WHAT YOU SHOULD DO: Decide whether each statement below agrees with the forum thread on making skeleton ribs, answering yes or no and quoting the words of the thread that decide it. 1. The first poster has been filling a wire frame with plastic bags. 2. Mr_Chicken suggests using about five layers of paper. 3. Jaybo tapes the rolled paper only with duct tape.

Thanks everyone for your input. I have never really been happy with the ribs I have made. I have been starting with a wire frame and then filling it in with plastic bags. I may try using foil next time and then covering with liquid nail.


----------



## Mr_Chicken (Nov 26, 2008)

This is how I do mine: http://www.instructables.com/id/Paper_Mache_Skeletons/

They won't flatten if you use about three layers rolled _really, really_ tightly.


----------



## Jaybo (Mar 2, 2009)

Mr_Chicken said:


> This is how I do mine: http://www.instructables.com/id/Paper_Mache_Skeletons/
> 
> They won't flatten if you use about three layers rolled _really, really_ tightly.


Yep, that's the same way I've made mine in the past, using several sheets of paper tightly rolled together. I also twist mine as if I am wringing water out of a wash cloth and tape them with masking tape or duct tape. I then detail them with wrinkled paste soaked thin paper towels (think cheap paper towels from the public restroom), layers of toilet paper, and unrolled cotton balls soaked in paste.

(Point labeling examples)
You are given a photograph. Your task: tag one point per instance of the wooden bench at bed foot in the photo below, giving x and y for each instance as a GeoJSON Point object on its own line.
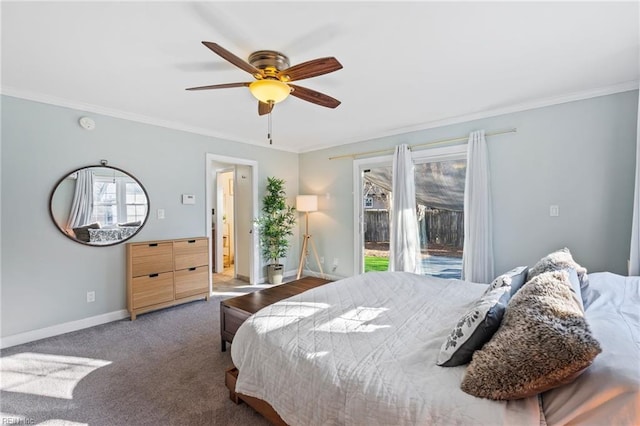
{"type": "Point", "coordinates": [259, 405]}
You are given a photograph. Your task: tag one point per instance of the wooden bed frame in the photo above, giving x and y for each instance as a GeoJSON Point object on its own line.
{"type": "Point", "coordinates": [262, 407]}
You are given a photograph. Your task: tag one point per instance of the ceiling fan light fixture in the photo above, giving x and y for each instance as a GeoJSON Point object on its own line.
{"type": "Point", "coordinates": [269, 90]}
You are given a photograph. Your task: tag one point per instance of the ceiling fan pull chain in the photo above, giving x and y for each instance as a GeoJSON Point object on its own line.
{"type": "Point", "coordinates": [269, 131]}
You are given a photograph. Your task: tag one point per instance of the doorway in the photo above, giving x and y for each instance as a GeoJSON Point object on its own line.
{"type": "Point", "coordinates": [231, 187]}
{"type": "Point", "coordinates": [439, 177]}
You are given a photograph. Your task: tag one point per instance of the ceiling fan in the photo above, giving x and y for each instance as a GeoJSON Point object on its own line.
{"type": "Point", "coordinates": [273, 75]}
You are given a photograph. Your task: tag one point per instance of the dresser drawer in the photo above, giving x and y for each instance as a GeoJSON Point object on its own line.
{"type": "Point", "coordinates": [190, 253]}
{"type": "Point", "coordinates": [192, 281]}
{"type": "Point", "coordinates": [151, 258]}
{"type": "Point", "coordinates": [152, 289]}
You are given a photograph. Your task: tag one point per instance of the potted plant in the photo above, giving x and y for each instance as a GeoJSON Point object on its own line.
{"type": "Point", "coordinates": [275, 226]}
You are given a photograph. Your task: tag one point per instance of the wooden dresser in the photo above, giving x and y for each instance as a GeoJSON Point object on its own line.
{"type": "Point", "coordinates": [166, 273]}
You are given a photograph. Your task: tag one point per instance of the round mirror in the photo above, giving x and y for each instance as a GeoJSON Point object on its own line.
{"type": "Point", "coordinates": [99, 205]}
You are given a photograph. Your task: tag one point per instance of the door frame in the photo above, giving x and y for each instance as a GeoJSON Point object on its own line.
{"type": "Point", "coordinates": [210, 202]}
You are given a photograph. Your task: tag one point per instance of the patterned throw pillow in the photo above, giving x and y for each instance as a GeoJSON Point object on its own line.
{"type": "Point", "coordinates": [474, 328]}
{"type": "Point", "coordinates": [543, 342]}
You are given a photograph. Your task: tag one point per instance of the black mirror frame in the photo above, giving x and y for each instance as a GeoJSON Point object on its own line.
{"type": "Point", "coordinates": [102, 165]}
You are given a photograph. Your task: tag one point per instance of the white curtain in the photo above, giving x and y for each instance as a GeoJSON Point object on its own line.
{"type": "Point", "coordinates": [82, 204]}
{"type": "Point", "coordinates": [634, 259]}
{"type": "Point", "coordinates": [404, 247]}
{"type": "Point", "coordinates": [477, 258]}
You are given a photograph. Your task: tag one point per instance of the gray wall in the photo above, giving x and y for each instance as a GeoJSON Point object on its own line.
{"type": "Point", "coordinates": [45, 276]}
{"type": "Point", "coordinates": [578, 155]}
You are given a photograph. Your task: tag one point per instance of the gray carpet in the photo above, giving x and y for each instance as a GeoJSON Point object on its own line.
{"type": "Point", "coordinates": [164, 368]}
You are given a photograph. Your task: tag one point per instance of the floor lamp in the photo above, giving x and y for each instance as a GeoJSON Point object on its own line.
{"type": "Point", "coordinates": [306, 204]}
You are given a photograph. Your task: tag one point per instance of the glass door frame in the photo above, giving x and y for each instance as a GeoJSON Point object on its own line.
{"type": "Point", "coordinates": [428, 155]}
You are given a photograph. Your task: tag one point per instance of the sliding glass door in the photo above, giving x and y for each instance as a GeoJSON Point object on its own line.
{"type": "Point", "coordinates": [439, 180]}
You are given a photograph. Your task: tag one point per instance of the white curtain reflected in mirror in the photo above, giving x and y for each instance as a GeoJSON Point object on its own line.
{"type": "Point", "coordinates": [99, 205]}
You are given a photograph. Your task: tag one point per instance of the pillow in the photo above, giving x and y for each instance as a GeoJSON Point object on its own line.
{"type": "Point", "coordinates": [474, 328]}
{"type": "Point", "coordinates": [104, 235]}
{"type": "Point", "coordinates": [136, 223]}
{"type": "Point", "coordinates": [515, 278]}
{"type": "Point", "coordinates": [82, 232]}
{"type": "Point", "coordinates": [562, 259]}
{"type": "Point", "coordinates": [543, 342]}
{"type": "Point", "coordinates": [575, 286]}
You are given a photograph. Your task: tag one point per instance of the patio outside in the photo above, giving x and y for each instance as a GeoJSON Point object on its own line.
{"type": "Point", "coordinates": [437, 260]}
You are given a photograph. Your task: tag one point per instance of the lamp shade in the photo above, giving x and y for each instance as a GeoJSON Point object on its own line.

SOLUTION TO THIS TASK:
1. Yes: "I have been starting with a wire frame and then filling it in with plastic bags."
2. No: "about three layers rolled"
3. No: "tape them with masking tape or duct tape"